* [Directive] Copy every line of the listing below without changing anything.

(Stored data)
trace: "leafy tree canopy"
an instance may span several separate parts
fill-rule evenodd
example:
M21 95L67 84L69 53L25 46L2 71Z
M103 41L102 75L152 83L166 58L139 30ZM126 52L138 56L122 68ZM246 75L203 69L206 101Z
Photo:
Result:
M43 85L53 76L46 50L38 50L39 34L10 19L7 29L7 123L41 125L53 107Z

* [Reply to the task]
trace: "leafy tree canopy"
an instance may span several separate parts
fill-rule evenodd
example:
M21 95L67 84L69 53L25 46L2 71Z
M103 41L102 75L152 83L166 58L139 30ZM126 52L138 56L122 68ZM246 75L203 69L206 101Z
Photo:
Result:
M43 85L53 76L46 50L38 50L39 34L10 19L7 29L7 123L41 125L53 107Z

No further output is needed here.